* _STORED RECORDS_
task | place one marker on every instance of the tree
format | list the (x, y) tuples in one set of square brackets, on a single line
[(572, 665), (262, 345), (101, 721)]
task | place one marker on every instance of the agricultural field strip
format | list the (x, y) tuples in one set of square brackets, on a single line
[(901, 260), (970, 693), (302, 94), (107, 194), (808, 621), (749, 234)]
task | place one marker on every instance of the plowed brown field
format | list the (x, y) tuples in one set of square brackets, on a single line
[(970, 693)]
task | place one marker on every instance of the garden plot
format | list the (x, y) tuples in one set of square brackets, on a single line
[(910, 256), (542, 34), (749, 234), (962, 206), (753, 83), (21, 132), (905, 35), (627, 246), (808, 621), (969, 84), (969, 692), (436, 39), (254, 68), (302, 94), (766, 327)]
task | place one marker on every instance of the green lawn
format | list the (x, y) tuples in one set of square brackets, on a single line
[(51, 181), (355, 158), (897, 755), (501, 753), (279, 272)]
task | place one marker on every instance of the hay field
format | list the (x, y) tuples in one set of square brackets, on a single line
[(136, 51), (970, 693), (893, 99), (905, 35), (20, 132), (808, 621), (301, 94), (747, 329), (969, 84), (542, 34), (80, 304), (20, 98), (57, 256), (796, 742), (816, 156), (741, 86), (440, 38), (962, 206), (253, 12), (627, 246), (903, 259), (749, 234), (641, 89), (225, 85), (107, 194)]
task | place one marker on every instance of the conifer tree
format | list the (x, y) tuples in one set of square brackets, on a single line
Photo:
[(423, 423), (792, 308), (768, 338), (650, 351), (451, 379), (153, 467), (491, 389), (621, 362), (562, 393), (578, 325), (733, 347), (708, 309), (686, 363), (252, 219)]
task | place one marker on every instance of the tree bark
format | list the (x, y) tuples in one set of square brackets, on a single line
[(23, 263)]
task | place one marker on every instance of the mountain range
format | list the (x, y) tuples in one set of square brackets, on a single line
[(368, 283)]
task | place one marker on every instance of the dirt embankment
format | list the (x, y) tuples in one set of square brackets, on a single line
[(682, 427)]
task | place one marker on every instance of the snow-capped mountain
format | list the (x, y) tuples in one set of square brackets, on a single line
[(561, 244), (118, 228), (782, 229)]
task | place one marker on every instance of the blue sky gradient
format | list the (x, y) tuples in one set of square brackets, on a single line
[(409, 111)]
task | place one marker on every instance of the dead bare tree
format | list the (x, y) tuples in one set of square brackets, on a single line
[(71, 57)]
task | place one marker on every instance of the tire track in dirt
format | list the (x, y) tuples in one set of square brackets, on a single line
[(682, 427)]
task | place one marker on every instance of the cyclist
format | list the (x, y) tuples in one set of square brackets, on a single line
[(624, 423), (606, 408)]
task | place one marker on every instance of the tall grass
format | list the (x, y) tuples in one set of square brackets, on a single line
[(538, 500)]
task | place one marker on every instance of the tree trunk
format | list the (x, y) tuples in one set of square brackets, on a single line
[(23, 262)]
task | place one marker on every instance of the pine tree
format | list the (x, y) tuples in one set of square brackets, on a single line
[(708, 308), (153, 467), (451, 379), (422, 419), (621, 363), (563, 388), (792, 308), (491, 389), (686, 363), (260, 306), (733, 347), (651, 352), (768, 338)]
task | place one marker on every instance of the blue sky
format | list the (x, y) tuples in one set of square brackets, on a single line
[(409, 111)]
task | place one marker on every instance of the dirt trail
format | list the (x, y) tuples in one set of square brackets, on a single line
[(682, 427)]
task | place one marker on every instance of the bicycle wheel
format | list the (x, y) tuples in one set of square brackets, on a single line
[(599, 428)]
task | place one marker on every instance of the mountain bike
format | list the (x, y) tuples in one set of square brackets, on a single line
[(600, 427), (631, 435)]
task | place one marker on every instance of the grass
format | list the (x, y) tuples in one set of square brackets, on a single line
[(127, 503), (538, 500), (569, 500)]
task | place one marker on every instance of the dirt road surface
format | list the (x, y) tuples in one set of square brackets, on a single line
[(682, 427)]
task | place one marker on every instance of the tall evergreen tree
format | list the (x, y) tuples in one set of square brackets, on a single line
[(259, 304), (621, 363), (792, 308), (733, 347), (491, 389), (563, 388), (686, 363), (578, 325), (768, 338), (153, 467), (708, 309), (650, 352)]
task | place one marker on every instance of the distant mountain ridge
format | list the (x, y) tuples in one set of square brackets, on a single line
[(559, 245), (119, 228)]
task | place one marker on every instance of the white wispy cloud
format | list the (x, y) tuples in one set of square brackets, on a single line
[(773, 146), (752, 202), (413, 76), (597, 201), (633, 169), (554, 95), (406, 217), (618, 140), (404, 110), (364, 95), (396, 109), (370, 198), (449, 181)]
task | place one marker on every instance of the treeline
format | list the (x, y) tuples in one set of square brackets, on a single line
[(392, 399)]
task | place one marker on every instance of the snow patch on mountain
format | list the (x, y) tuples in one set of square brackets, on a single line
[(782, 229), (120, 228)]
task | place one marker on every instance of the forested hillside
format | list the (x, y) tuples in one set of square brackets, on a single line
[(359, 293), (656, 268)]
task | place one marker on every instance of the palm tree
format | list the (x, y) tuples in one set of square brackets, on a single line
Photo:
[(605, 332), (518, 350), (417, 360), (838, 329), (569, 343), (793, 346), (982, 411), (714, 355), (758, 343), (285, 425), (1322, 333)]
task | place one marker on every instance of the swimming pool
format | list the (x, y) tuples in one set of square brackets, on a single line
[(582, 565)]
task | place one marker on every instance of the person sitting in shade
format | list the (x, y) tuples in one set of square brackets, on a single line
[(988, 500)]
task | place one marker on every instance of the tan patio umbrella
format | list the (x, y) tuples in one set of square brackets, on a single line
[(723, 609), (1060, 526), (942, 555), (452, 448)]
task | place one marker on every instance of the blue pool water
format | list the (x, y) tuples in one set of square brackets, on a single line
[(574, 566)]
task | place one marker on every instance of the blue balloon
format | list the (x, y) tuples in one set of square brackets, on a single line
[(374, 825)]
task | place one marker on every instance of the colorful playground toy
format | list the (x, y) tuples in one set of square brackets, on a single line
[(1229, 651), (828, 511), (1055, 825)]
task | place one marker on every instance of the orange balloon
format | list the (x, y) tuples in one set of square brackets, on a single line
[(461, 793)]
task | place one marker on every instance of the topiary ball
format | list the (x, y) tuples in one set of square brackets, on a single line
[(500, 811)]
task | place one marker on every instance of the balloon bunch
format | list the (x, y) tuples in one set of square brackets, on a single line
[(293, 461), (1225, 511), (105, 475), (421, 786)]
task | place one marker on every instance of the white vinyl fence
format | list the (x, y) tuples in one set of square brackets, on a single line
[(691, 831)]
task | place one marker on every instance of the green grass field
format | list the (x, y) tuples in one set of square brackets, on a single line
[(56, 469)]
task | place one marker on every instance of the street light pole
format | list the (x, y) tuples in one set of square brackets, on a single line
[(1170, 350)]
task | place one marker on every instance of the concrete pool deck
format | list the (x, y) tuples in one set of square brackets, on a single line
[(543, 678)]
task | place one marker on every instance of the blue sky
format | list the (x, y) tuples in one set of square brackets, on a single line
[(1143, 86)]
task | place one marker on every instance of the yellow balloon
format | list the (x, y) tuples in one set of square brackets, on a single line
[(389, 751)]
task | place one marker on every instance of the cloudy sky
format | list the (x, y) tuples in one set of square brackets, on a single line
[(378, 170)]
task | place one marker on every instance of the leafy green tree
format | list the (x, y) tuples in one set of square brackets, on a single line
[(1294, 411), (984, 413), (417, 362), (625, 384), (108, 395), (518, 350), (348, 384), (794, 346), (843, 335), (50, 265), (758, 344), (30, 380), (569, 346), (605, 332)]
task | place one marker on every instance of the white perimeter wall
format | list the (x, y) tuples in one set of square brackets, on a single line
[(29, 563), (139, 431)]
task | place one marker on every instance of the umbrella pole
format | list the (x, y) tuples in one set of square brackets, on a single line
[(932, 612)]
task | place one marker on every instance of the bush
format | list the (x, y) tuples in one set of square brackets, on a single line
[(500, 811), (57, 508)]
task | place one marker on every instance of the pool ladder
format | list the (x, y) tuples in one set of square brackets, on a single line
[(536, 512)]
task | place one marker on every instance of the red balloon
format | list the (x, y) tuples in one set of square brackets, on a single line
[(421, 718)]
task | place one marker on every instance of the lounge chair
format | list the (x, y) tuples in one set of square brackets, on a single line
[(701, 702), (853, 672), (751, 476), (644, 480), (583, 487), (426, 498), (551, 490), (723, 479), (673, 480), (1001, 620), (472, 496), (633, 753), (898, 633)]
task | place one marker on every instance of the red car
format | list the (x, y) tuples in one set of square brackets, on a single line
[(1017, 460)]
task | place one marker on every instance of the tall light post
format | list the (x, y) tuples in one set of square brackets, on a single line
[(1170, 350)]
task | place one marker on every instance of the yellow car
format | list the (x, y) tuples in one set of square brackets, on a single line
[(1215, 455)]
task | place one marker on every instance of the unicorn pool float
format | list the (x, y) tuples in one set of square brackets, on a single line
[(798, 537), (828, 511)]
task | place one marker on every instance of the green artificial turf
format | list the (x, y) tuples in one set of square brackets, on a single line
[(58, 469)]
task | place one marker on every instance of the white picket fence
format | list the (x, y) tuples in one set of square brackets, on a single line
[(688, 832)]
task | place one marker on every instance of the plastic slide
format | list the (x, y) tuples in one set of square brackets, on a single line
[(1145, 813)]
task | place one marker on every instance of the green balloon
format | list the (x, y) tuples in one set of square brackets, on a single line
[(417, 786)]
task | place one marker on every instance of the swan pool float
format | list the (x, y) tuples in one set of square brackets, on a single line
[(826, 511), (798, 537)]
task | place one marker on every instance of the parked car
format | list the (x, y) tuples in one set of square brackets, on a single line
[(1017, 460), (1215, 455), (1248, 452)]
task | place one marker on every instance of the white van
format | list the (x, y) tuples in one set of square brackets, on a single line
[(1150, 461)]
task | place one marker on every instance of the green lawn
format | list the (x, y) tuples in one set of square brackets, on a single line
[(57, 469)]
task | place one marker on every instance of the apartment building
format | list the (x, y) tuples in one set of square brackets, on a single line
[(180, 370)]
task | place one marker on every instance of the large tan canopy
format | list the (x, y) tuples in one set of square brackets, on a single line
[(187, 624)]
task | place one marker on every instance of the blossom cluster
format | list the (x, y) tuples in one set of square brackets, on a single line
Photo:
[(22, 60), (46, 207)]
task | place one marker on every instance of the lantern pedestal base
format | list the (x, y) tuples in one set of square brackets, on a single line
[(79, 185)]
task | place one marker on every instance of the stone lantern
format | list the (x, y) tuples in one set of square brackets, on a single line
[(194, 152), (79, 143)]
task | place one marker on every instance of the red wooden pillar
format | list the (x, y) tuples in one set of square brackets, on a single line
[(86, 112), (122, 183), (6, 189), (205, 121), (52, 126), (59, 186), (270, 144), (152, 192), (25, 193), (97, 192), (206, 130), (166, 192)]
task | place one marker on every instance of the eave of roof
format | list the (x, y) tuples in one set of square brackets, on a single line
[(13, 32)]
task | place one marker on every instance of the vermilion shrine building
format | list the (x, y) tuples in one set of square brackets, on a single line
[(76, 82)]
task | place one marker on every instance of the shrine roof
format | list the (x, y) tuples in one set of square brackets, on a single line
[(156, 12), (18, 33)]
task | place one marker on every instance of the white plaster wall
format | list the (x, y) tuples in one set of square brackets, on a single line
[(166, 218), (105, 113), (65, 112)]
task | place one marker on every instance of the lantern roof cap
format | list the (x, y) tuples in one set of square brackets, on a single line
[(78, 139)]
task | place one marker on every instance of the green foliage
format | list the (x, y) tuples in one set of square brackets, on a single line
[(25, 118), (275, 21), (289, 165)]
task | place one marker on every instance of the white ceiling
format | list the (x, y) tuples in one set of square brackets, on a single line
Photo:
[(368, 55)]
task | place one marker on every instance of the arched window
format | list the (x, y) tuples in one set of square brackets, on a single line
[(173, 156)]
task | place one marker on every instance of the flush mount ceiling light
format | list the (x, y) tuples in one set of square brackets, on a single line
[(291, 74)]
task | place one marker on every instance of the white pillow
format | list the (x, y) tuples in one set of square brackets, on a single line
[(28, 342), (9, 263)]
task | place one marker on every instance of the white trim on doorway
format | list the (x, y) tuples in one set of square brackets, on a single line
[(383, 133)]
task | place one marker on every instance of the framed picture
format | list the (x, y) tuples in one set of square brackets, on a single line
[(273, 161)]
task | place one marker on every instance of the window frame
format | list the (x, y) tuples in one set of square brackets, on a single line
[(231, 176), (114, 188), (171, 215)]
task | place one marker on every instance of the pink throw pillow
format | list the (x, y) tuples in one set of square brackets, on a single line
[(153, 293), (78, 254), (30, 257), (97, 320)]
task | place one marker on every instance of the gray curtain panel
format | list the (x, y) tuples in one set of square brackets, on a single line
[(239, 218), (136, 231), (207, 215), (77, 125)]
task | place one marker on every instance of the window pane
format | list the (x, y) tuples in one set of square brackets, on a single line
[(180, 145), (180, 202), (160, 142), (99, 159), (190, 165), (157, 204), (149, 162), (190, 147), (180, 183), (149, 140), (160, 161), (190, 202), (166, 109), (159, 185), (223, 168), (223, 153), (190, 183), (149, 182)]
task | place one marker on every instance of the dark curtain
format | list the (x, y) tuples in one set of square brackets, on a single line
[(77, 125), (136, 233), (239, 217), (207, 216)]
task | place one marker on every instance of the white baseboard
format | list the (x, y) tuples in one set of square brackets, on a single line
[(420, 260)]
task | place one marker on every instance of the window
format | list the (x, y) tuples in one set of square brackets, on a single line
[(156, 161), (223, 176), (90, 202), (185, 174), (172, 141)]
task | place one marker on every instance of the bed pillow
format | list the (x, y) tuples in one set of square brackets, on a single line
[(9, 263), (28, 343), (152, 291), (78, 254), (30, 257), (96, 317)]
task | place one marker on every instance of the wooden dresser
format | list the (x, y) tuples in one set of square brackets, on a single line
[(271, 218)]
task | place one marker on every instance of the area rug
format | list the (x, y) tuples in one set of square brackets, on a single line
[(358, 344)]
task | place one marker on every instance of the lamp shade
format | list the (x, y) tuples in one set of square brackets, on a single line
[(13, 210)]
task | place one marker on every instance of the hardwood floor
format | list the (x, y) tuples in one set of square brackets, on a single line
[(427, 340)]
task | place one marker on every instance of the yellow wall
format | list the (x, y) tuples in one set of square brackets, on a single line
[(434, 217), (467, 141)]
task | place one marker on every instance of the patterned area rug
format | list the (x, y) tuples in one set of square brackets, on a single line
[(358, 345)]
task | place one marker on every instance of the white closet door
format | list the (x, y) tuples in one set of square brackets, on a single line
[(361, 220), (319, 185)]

* _WORK TO COMPLETE_
Reproduce the records starting at the line containing "task | place one marker on every instance of the distant" and ending at the line containing "198), (449, 181)]", swapping "wispy" for "feathery" and leaving everything else as it stands. Return only those lines.

* _ANSWER FOR THIS EXERCISE_
task | place one marker on every instance of the distant mountain ridge
format | list the (x, y) tuples in one set of square brackets, on a single line
[(559, 245), (119, 228)]
task | place one marker on every instance of the white feathery cloud
format | list the (x, y) tuples in one set of square brackets, on a single line
[(773, 146), (752, 202), (413, 76), (597, 201), (633, 169), (554, 95), (406, 217), (618, 140), (404, 110), (364, 95), (396, 109), (370, 198), (449, 181)]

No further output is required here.